WHAT IS NEEDED => Turn every line of the items below into a Markdown table with the columns "No." and "Entry." Number the rows in order and skip blank lines.

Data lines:
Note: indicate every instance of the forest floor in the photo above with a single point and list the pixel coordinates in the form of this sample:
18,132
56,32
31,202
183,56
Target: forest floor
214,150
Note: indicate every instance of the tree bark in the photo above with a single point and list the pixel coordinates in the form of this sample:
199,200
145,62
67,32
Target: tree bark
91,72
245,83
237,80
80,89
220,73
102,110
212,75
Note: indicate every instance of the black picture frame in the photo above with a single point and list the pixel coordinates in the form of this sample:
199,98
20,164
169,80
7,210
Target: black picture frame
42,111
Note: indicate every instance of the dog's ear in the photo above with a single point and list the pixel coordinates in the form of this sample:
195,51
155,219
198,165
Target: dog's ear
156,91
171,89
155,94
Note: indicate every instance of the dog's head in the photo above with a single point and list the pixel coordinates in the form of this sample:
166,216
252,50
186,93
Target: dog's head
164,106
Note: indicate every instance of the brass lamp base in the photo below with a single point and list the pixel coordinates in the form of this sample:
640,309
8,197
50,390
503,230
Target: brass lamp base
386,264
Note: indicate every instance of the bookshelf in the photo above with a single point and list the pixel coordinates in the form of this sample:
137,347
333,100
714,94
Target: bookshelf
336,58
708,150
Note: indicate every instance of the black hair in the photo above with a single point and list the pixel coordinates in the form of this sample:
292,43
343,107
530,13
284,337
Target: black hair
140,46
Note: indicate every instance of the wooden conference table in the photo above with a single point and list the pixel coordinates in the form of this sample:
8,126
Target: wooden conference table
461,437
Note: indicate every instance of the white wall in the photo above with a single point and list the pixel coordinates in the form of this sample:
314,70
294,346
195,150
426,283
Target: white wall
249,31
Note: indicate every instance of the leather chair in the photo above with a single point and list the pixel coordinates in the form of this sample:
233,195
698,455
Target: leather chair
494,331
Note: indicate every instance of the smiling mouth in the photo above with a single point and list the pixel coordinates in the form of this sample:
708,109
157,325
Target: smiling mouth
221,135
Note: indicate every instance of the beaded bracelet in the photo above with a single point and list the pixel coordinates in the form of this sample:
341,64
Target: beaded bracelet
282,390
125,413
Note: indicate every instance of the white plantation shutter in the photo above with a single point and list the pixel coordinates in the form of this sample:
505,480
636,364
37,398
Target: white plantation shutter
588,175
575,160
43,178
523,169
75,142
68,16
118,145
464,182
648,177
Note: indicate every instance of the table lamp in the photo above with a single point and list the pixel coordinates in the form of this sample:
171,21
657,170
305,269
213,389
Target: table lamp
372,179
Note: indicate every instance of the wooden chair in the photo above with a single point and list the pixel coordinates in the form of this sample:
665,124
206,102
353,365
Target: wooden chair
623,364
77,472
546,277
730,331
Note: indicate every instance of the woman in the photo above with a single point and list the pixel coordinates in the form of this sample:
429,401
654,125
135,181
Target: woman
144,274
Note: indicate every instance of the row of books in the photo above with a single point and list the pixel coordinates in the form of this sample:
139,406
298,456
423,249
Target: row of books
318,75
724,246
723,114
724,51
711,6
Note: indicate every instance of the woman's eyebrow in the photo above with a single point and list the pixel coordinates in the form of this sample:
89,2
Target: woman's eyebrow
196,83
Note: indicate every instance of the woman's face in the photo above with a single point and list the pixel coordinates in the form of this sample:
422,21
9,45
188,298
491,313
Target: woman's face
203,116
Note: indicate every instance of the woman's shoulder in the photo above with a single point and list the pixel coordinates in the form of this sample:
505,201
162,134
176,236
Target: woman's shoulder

RESPONSE =>
| No. | Entry |
|---|---|
| 1 | Note: indicate every instance of the forest floor in the photo above with a single point and list the pixel coordinates in the form of this sample: |
| 2 | 18,132 |
| 3 | 56,32 |
| 4 | 31,202 |
| 5 | 183,56 |
| 6 | Target: forest floor |
| 7 | 214,150 |
| 8 | Note: indicate every instance of the tree bark in the photo above with a single point and list the pixel coordinates in the form of this sample: |
| 9 | 199,200 |
| 10 | 145,62 |
| 11 | 67,32 |
| 12 | Target: tree bark |
| 13 | 91,72 |
| 14 | 245,83 |
| 15 | 237,80 |
| 16 | 80,89 |
| 17 | 220,73 |
| 18 | 102,110 |
| 19 | 212,75 |
| 20 | Note: indicate every instance of the black picture frame in the photo above with a single point and list the pixel coordinates in the form of this sample: |
| 21 | 199,98 |
| 22 | 20,164 |
| 23 | 169,80 |
| 24 | 7,210 |
| 25 | Target: black picture frame |
| 26 | 42,111 |
| 27 | Note: indicate every instance of the dog's ear in the photo above with a single point and list the pixel coordinates in the form of this sample: |
| 28 | 195,51 |
| 29 | 155,219 |
| 30 | 198,165 |
| 31 | Target: dog's ear |
| 32 | 156,91 |
| 33 | 171,89 |
| 34 | 155,94 |
| 35 | Note: indicate every instance of the dog's head in the photo above with a single point and list the pixel coordinates in the form of this sample: |
| 36 | 166,216 |
| 37 | 252,50 |
| 38 | 186,93 |
| 39 | Target: dog's head |
| 40 | 164,106 |
| 41 | Note: indicate every instance of the brass lamp base in the photo below with a single point and list the pixel coordinates in the form of this sample: |
| 42 | 640,309 |
| 43 | 8,197 |
| 44 | 50,390 |
| 45 | 503,230 |
| 46 | Target: brass lamp base |
| 47 | 386,264 |
| 48 | Note: indicate every instance of the bookshelf in the photo above with a single point and list the pixel coordinates in the form of this sample: |
| 49 | 137,347 |
| 50 | 333,100 |
| 51 | 714,94 |
| 52 | Target: bookshelf |
| 53 | 336,58 |
| 54 | 708,150 |
| 55 | Note: indicate every instance of the black hair in the photo above with a single point and list the pixel coordinates in the form of this sample: |
| 56 | 292,43 |
| 57 | 343,107 |
| 58 | 530,13 |
| 59 | 284,337 |
| 60 | Target: black hair |
| 61 | 140,46 |
| 62 | Note: indicate every instance of the wooden conference table in the photo above with a single point and list the pixel coordinates in the form of this sample: |
| 63 | 8,126 |
| 64 | Target: wooden conference table |
| 65 | 461,437 |
| 66 | Note: indicate every instance of the white wall in the photo above with a single point and list the pixel coordinates in the form of this sample: |
| 67 | 314,70 |
| 68 | 294,346 |
| 69 | 195,150 |
| 70 | 426,283 |
| 71 | Target: white wall |
| 72 | 249,31 |
| 73 | Note: indicate every instance of the leather chair in the photo above with a single point and list the pixel coordinates in the form of this sample: |
| 74 | 233,195 |
| 75 | 698,455 |
| 76 | Target: leather chair |
| 77 | 494,331 |
| 78 | Note: indicate every instance of the smiling mouth in the photo above with a single point and list the pixel coordinates in the form of this sample: |
| 79 | 708,109 |
| 80 | 157,325 |
| 81 | Target: smiling mouth |
| 82 | 221,135 |
| 83 | Note: indicate every instance of the beaded bracelet in the photo above with a single point and list the pixel coordinates in the form of this sample: |
| 84 | 341,64 |
| 85 | Target: beaded bracelet |
| 86 | 282,390 |
| 87 | 125,413 |
| 88 | Note: indicate every instance of the white plantation shutter in the photo above with a single point and list the pixel coordinates in the form of this sample: |
| 89 | 505,480 |
| 90 | 636,364 |
| 91 | 37,398 |
| 92 | Target: white plantation shutter |
| 93 | 588,175 |
| 94 | 575,160 |
| 95 | 43,178 |
| 96 | 523,169 |
| 97 | 75,142 |
| 98 | 68,16 |
| 99 | 118,145 |
| 100 | 464,182 |
| 101 | 648,177 |
| 102 | Note: indicate every instance of the table lamp in the photo above with a single point and list the pixel coordinates in the form of this sample: |
| 103 | 171,21 |
| 104 | 657,170 |
| 105 | 305,269 |
| 106 | 213,389 |
| 107 | Target: table lamp |
| 108 | 372,179 |
| 109 | Note: indicate every instance of the wooden chair in the photo above with a single point and list the pixel coordinates in the form of this sample: |
| 110 | 665,124 |
| 111 | 206,102 |
| 112 | 353,365 |
| 113 | Target: wooden chair |
| 114 | 623,364 |
| 115 | 77,472 |
| 116 | 546,277 |
| 117 | 730,331 |
| 118 | Note: indicate every instance of the woman in the photo above with a single point and list the pixel coordinates in the form of this sample: |
| 119 | 429,401 |
| 120 | 654,125 |
| 121 | 135,181 |
| 122 | Target: woman |
| 123 | 144,274 |
| 124 | Note: indicate every instance of the row of books in the photo above with a single point and list the pixel coordinates in the form of this sample: |
| 125 | 139,406 |
| 126 | 298,456 |
| 127 | 423,249 |
| 128 | Target: row of books |
| 129 | 318,75 |
| 130 | 724,246 |
| 131 | 723,114 |
| 132 | 724,51 |
| 133 | 711,6 |
| 134 | Note: indicate every instance of the woman's eyebrow in the photo above with a single point and list the pixel coordinates in the form of this sample: |
| 135 | 89,2 |
| 136 | Target: woman's eyebrow |
| 137 | 196,83 |
| 138 | Note: indicate every instance of the woman's face in the photo above with a single point and list the pixel coordinates in the form of this sample: |
| 139 | 422,21 |
| 140 | 9,45 |
| 141 | 188,298 |
| 142 | 491,313 |
| 143 | Target: woman's face |
| 144 | 203,116 |
| 145 | Note: indicate every instance of the woman's shoulder in the photo above with a single point and list the pixel coordinates in the form of this sample: |
| 146 | 505,201 |
| 147 | 162,134 |
| 148 | 176,236 |
| 149 | Target: woman's shoulder |